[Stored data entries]
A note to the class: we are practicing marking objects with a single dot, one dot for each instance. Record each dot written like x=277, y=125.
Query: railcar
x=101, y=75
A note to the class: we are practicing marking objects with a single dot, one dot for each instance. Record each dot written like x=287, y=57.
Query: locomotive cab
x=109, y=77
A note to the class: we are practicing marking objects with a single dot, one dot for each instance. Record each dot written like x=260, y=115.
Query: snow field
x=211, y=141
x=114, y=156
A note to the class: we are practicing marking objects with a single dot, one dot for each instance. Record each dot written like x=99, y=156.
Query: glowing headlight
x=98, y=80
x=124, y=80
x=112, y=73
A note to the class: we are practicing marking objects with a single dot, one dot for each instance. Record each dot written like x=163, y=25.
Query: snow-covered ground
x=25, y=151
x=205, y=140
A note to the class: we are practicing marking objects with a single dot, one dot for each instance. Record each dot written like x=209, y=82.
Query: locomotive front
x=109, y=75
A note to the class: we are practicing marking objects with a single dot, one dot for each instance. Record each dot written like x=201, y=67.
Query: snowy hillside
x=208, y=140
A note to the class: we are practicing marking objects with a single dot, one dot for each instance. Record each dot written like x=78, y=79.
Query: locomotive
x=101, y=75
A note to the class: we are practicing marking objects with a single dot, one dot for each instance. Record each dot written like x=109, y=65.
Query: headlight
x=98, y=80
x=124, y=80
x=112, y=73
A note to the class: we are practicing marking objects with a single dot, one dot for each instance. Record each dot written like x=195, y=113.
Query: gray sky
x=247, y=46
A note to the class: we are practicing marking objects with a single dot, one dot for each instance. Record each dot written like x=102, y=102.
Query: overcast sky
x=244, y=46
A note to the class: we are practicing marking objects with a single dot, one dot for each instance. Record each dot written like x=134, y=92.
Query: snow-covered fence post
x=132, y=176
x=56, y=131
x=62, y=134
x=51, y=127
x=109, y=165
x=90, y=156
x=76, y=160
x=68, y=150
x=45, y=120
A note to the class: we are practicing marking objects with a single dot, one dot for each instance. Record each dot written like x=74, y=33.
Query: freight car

• _Exercise goal_
Write the records out once more, exactly as shown.

• _Your solution_
A note to the class: we are practicing marking objects with a single dot, one dot for each instance. Record each dot written like x=277, y=125.
Query: railcar
x=101, y=75
A note to the class: we are practicing marking objects with a single dot, one dot for each instance. Record each dot written like x=287, y=57.
Query: locomotive cab
x=109, y=77
A note to the class: we are practicing marking objects with a single dot, one dot for each instance. Record each dot written like x=260, y=115.
Query: snow field
x=211, y=141
x=114, y=156
A note to the class: we are practicing marking objects with a single dot, one dot for each instance. Record each dot written like x=99, y=156.
Query: glowing headlight
x=98, y=80
x=124, y=80
x=112, y=73
A note to the class: we are practicing marking objects with a single dot, one dot for each instance. Record each dot written like x=163, y=25.
Query: snow-covered ground
x=25, y=151
x=205, y=140
A note to the class: we are practicing marking objects with a single dot, one dot for each instance. Record each dot written like x=209, y=82.
Query: locomotive front
x=109, y=75
A note to the class: we are practicing marking objects with a single dot, one dot for each instance. Record each dot written like x=201, y=67.
Query: snowy hillside
x=208, y=140
A note to the class: we are practicing marking objects with a single dot, one dot for each instance. Record each dot written like x=78, y=79.
Query: locomotive
x=101, y=75
A note to the class: we are practicing marking objects with a single dot, one dot for each instance. Record each dot written like x=109, y=65.
Query: headlight
x=98, y=80
x=124, y=80
x=112, y=73
A note to the class: we are practicing marking objects with a single dot, one dot for each instance. Record each dot written like x=195, y=113.
Query: gray sky
x=247, y=46
A note to the class: we are practicing marking objects with a single dot, one dot for each instance. Record each dot written like x=102, y=102.
Query: overcast sky
x=244, y=46
A note to the class: we are practicing marking objects with a single dot, one dot for each instance. Record each dot written like x=134, y=92.
Query: snow-covered fence post
x=132, y=176
x=56, y=131
x=62, y=134
x=51, y=127
x=109, y=165
x=90, y=156
x=76, y=160
x=68, y=150
x=45, y=120
A note to the class: we are practicing marking objects with a single dot, one dot for each instance. Record each dot written like x=74, y=33.
Query: freight car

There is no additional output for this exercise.